C++ also contains an inequality operator that can be thought of as a not equals operation. It can be used as follows.
bool isNotEqual = number1 != number2;
As we can see, the inequality operator uses an exclamation mark before the equals symbol. This operator provides true when the two values are not the same and false if they are the same.
C++ also allows us to work out if a value stored in a variable is greater than another. We can do this as follows:
bool isGreater = number1 > number2;
We can also tell if a number is greater than or equal to another:
bool isGreaterThanOrEqual = number1 >= number2;
We can work out if a value is less than another using the less-than operator:
bool isLessThan = number1 < number2;
As with greater-than, there is a less-than or equal to operator:
bool isLessThanOrEqual = number1 <= number2;
We will create some small programs to show off the relational operators just as we did with the arithmetic operators.
Listing 3-6 shows the source code for a simple program that tests the equality of two values.
Listing 3-6. Using the Equality Operator
#include "stdafx.h"
#include <iostream>
using namespace std;
int _tmain(int argc, _TCHAR* argv[])
{
cout << "Enter your first number: " << endl;
int number1 = 0;
cin >> number1;
cout << "Enter your second number: " << endl;
int number2 = 0;
cin >> number2;
bool result = number1 == number2;
cout << "It is "
<< result
<< " that your first number is equal your second."
<< endl;
return 0;
}
This sample application was created using Microsoft Visual Studio. The program will end very quickly after the second value has been entered, so a good trick is to set a breakpoint on the return line using the F9 key and to use debug mode to run the program using the F5 key.
The boolean value in this sample will be printed out as a 1 when the operation results in a true value and 0 when the result is false.
Listing 3-7 shows a simple program using the inequality operator.
Listing 3-7. The Inequality Operator
#include "stdafx.h"
#include <iostream>
using namespace std;
int _tmain(int argc, _TCHAR* argv[])
{
cout << "Enter your first number: " << endl;
int number1 = 0;
cin >> number1;
cout << "Enter your second number: " << endl;
int number2 = 0;
cin >> number2;
bool result = number1 != number2;
cout << "It is "
<< result
<< " that your first number is not equal your second."
<< endl;
return 0;
}
Listing 3-8 contains the source code for an example of the greater-than operator.
Listing 3-8. The Greater-Than Operator
#include "stdafx.h"
#include <iostream>
using namespace std;
int _tmain(int argc, _TCHAR* argv[])

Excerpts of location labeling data
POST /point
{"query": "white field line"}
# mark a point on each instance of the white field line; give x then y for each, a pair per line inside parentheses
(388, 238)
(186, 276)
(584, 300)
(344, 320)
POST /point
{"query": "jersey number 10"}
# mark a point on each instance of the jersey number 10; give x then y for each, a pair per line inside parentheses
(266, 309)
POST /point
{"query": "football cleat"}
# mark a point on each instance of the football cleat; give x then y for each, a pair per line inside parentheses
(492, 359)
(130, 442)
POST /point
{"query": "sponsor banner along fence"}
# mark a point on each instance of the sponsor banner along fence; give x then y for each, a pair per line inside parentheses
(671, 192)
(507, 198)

==

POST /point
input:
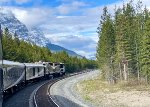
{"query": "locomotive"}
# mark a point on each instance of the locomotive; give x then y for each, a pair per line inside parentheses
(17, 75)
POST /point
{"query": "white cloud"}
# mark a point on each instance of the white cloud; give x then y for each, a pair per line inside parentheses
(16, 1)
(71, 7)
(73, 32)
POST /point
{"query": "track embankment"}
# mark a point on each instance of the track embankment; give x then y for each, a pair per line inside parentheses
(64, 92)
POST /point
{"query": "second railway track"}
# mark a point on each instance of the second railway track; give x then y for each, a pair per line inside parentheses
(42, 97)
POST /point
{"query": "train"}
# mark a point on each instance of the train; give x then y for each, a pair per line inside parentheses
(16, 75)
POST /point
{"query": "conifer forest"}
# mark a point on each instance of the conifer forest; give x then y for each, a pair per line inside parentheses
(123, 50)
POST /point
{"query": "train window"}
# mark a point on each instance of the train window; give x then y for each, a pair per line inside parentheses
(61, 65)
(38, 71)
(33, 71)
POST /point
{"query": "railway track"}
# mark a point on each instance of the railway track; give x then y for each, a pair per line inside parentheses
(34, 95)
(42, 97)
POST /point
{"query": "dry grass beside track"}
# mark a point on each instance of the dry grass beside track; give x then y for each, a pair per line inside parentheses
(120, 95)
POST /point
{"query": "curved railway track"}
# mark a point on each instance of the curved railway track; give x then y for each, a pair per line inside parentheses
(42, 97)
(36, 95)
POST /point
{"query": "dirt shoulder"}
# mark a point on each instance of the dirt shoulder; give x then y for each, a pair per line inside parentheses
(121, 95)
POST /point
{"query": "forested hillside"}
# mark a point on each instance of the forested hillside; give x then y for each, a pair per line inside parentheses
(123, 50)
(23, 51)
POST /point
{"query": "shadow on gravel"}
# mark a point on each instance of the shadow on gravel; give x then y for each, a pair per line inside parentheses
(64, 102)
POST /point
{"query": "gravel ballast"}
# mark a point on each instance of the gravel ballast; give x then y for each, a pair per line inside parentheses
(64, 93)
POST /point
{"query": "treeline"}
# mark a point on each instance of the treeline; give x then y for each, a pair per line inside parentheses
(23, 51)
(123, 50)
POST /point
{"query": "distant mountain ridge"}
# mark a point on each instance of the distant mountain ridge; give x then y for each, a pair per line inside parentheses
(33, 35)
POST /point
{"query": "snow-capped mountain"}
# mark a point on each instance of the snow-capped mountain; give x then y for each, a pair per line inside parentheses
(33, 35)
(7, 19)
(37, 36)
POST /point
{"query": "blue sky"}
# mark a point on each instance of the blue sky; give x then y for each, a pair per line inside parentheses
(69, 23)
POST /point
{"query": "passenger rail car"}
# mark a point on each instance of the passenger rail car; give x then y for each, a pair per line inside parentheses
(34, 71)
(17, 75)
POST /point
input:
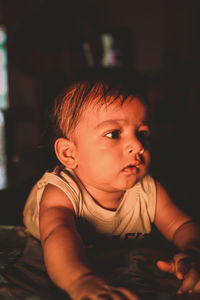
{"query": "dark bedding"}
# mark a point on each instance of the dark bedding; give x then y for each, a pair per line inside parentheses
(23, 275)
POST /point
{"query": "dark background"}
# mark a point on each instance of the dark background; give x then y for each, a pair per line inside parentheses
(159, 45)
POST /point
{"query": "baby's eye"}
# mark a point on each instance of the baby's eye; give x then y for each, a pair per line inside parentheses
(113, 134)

---

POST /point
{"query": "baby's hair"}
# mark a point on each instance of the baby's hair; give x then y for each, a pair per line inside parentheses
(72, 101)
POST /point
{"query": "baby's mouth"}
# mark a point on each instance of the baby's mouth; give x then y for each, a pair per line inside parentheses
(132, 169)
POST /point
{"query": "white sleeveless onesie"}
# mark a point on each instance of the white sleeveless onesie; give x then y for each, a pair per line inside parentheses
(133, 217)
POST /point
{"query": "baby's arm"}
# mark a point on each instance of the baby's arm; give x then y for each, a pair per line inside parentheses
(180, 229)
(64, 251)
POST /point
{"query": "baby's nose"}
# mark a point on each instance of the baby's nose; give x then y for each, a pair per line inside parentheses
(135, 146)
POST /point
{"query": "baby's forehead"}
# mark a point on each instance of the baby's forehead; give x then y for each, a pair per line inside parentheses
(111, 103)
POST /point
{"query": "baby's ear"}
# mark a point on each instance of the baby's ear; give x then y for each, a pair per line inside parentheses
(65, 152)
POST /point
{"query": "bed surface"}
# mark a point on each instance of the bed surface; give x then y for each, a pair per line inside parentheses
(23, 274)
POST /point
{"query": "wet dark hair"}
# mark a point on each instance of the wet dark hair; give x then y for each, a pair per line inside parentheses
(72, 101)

[To do]:
**A)** In the C++ operators passage, which key is used to set a breakpoint on the return line?
**B)** Return the part of the C++ operators passage starting with "bool isNotEqual = number1" and going on through "the arithmetic operators.", copied word for word.
**C)** Translate this sentence from the C++ operators passage into Spanish: "This operator provides true when the two values are not the same and false if they are the same."

[Answer set]:
**A)** The F9 key.

**B)**
bool isNotEqual = number1 != number2;
As we can see, the inequality operator uses an exclamation mark before the equals symbol. This operator provides true when the two values are not the same and false if they are the same.
C++ also allows us to work out if a value stored in a variable is greater than another. We can do this as follows:
bool isGreater = number1 > number2;
We can also tell if a number is greater than or equal to another:
bool isGreaterThanOrEqual = number1 >= number2;
We can work out if a value is less than another using the less-than operator:
bool isLessThan = number1 < number2;
As with greater-than, there is a less-than or equal to operator:
bool isLessThanOrEqual = number1 <= number2;
We will create some small programs to show off the relational operators just as we did with the arithmetic operators.

**C)** Este operador proporciona true cuando los dos valores no son iguales y false si son iguales.